>> BEGIN INPUT FOR THIS TASK
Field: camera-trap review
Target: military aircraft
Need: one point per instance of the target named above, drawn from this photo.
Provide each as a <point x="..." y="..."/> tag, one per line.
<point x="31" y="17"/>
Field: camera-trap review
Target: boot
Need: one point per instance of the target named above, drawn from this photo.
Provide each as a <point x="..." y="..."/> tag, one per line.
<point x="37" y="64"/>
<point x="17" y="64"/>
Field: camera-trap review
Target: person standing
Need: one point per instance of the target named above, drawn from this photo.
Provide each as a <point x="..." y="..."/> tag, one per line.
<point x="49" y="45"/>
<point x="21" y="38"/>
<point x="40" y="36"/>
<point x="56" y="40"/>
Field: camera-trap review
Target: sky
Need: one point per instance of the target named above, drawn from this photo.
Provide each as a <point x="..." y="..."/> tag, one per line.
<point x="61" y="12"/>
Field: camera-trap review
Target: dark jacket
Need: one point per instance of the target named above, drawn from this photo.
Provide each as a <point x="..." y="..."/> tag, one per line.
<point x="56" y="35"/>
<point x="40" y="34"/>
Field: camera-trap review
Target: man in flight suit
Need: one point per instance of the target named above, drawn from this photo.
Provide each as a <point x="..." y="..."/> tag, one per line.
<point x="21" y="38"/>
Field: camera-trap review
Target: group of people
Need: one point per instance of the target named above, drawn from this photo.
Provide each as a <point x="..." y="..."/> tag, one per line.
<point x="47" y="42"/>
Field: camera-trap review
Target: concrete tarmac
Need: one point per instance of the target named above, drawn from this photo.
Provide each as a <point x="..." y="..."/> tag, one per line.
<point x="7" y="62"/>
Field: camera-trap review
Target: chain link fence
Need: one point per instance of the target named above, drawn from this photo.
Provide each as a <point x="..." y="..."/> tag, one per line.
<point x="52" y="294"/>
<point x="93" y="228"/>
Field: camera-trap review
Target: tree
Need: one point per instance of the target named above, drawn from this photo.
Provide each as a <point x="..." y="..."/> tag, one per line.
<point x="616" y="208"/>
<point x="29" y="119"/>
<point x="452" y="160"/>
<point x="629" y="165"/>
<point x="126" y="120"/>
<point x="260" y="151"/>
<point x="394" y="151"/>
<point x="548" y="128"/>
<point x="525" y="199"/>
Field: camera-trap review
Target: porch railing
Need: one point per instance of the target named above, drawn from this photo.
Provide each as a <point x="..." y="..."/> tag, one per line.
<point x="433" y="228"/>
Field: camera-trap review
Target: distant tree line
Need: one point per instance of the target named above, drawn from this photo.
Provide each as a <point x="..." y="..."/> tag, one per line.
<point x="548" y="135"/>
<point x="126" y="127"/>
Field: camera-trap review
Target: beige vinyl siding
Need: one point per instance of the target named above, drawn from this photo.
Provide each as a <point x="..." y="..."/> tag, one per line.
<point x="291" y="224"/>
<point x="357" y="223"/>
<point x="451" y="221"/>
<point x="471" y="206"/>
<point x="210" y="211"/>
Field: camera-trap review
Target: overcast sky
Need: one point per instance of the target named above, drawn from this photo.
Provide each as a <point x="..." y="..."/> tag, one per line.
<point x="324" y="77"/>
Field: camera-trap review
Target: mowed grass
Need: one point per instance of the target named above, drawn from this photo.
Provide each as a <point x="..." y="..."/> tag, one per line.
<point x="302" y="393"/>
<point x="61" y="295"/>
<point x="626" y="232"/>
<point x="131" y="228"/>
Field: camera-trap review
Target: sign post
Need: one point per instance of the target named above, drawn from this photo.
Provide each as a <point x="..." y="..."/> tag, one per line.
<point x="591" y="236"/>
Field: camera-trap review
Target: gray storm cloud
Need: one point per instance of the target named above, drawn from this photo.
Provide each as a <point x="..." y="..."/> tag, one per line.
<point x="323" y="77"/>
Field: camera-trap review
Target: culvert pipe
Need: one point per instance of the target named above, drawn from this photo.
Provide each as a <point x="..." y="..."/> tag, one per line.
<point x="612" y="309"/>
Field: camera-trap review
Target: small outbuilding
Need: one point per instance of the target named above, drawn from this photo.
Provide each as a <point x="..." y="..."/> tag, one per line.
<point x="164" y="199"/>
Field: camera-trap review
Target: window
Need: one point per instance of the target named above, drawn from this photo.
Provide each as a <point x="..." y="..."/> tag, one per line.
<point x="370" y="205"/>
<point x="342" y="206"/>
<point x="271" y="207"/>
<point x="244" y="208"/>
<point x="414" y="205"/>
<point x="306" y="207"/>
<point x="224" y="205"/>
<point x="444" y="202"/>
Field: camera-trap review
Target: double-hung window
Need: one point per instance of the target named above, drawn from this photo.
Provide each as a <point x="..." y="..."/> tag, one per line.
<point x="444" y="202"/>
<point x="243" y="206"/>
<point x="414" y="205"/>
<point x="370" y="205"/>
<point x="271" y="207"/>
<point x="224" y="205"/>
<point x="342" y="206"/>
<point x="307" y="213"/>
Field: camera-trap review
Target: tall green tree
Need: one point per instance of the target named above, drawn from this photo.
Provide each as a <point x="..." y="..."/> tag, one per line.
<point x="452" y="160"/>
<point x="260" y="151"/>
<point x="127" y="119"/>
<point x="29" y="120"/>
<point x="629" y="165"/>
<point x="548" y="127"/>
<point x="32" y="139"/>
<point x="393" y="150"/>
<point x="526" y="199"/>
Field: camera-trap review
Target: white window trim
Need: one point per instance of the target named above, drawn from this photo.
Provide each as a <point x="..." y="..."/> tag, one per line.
>> END INPUT FOR THIS TASK
■ **WHAT THIS TASK INVOLVES**
Please copy out each record, character for character.

■ **TASK ANSWER**
Field: camera-trap review
Target: military aircraft
Need: one point per instance of the target named above, drawn from this photo.
Provide each as a <point x="..." y="..."/> tag, one per line.
<point x="31" y="17"/>
Field: camera-trap review
Target: boot
Need: one point per instance of the target named above, drawn from this photo.
Provide each as a <point x="..." y="..."/> tag, one per line.
<point x="37" y="64"/>
<point x="17" y="64"/>
Field: camera-trap review
Target: person standing
Need: one point per instance of the target named above, drawn from this photo.
Provide each as a <point x="..." y="..."/> tag, one per line.
<point x="49" y="45"/>
<point x="21" y="38"/>
<point x="40" y="36"/>
<point x="56" y="40"/>
Field: camera-trap review
Target: sky
Need: one point per instance of the target named above, drawn from this photo.
Provide each as a <point x="..." y="..."/> tag, one per line.
<point x="61" y="12"/>
Field: camera-trap review
Target: dark jacket
Need: one point per instance of the target named above, drawn from this photo.
Provide each as a <point x="..." y="..."/> tag, one per line.
<point x="56" y="35"/>
<point x="40" y="34"/>
Field: camera-trap review
Target: man in flight suit
Need: one point per instance of the target named above, drawn from this photo.
Provide each as a <point x="..." y="..."/> tag, one per line.
<point x="21" y="38"/>
Field: camera-trap review
Target: group of people
Need: one point per instance of the target named above, drawn from this photo.
Provide each as a <point x="..." y="..."/> tag, one per line.
<point x="47" y="42"/>
Field: camera-trap review
Target: concrete tarmac
Need: one point per instance of the target named above, drawn from this photo.
Provide each as a <point x="..." y="..."/> tag, one per line.
<point x="7" y="62"/>
Field: camera-trap review
Target: chain link fence
Need: one point per instance of the target named above, drawn from this photo.
Provide each as a <point x="..." y="..."/> tag, one per line.
<point x="52" y="294"/>
<point x="93" y="228"/>
Field: camera-trap review
Target: tree
Need: one point per instance of the target named above, drawn from this photo.
Provide each as a <point x="..." y="..."/> tag, one per line.
<point x="616" y="208"/>
<point x="29" y="119"/>
<point x="452" y="160"/>
<point x="629" y="165"/>
<point x="126" y="120"/>
<point x="260" y="151"/>
<point x="394" y="151"/>
<point x="548" y="128"/>
<point x="525" y="199"/>
Field: camera-trap review
Target: porch railing
Need: one point per instance of the target named above, drawn from this photo.
Provide each as a <point x="..." y="..."/> tag, one per line.
<point x="433" y="228"/>
Field: camera-trap review
Target: distant tree line
Need: one point per instance of the target named above, drawn from this photo.
Provide each as a <point x="..." y="..."/> tag, one per line.
<point x="548" y="135"/>
<point x="126" y="127"/>
Field: camera-trap review
Target: beige vinyl siding
Need: one point per instance of the target named above, drawn from this photo.
Provide each as a <point x="..." y="..."/> tag, one per line.
<point x="291" y="224"/>
<point x="357" y="223"/>
<point x="451" y="221"/>
<point x="471" y="206"/>
<point x="210" y="211"/>
Field: camera-trap review
Target: overcast sky
Need: one point per instance of the target named above, drawn from this photo.
Provide each as a <point x="..." y="..."/> tag, one per line.
<point x="324" y="77"/>
Field: camera-trap review
Target: mowed grass
Need: one point per instance of the target named above, drawn from this photo.
Provide each as a <point x="..." y="..."/> tag, one per line.
<point x="302" y="393"/>
<point x="61" y="295"/>
<point x="626" y="232"/>
<point x="131" y="228"/>
Field: camera-trap review
Target: sign post
Need: one point per instance of the target named above, drawn from this photo.
Provide each as a <point x="..." y="..."/> tag, one per line.
<point x="591" y="236"/>
Field: camera-trap review
Target: gray storm cloud
Need: one point per instance of the target named above, drawn from this photo.
Provide each as a <point x="..." y="..."/> tag, one per line.
<point x="323" y="77"/>
Field: camera-trap review
Target: culvert pipe
Need: one point per instance of the target named above, drawn from this photo.
Provide each as a <point x="..." y="..."/> tag, one per line.
<point x="612" y="309"/>
Field: camera-trap review
Target: small outbuilding
Need: one point per instance of the target named above, drawn from this photo.
Provide each as a <point x="..." y="..."/> tag, one per line.
<point x="164" y="199"/>
Field: camera-trap review
Target: window
Need: one point per instance of the target named above, drawn from this photo.
Provide each as a <point x="..." y="..."/> tag, one per line.
<point x="370" y="205"/>
<point x="342" y="206"/>
<point x="271" y="207"/>
<point x="244" y="208"/>
<point x="414" y="205"/>
<point x="306" y="207"/>
<point x="224" y="205"/>
<point x="444" y="202"/>
Field: camera-trap review
Target: double-hung window
Need: one point per instance of the target named above, drawn from this photo.
Provide each as a <point x="..." y="..."/> tag, one per line.
<point x="444" y="202"/>
<point x="243" y="206"/>
<point x="414" y="205"/>
<point x="370" y="205"/>
<point x="271" y="207"/>
<point x="224" y="205"/>
<point x="342" y="206"/>
<point x="307" y="213"/>
Field: camera-trap review
Target: tall green tree
Need: one point per instance of the target named above, drawn from this photo.
Provide each as a <point x="..." y="..."/> tag, one per line.
<point x="452" y="160"/>
<point x="260" y="151"/>
<point x="127" y="119"/>
<point x="29" y="120"/>
<point x="629" y="165"/>
<point x="548" y="127"/>
<point x="32" y="139"/>
<point x="393" y="150"/>
<point x="526" y="199"/>
Field: camera-trap review
Target: white window trim
Need: one point per instance of the target named above, drawn from this photo.
Provide each as a <point x="..." y="..."/> tag, one per line.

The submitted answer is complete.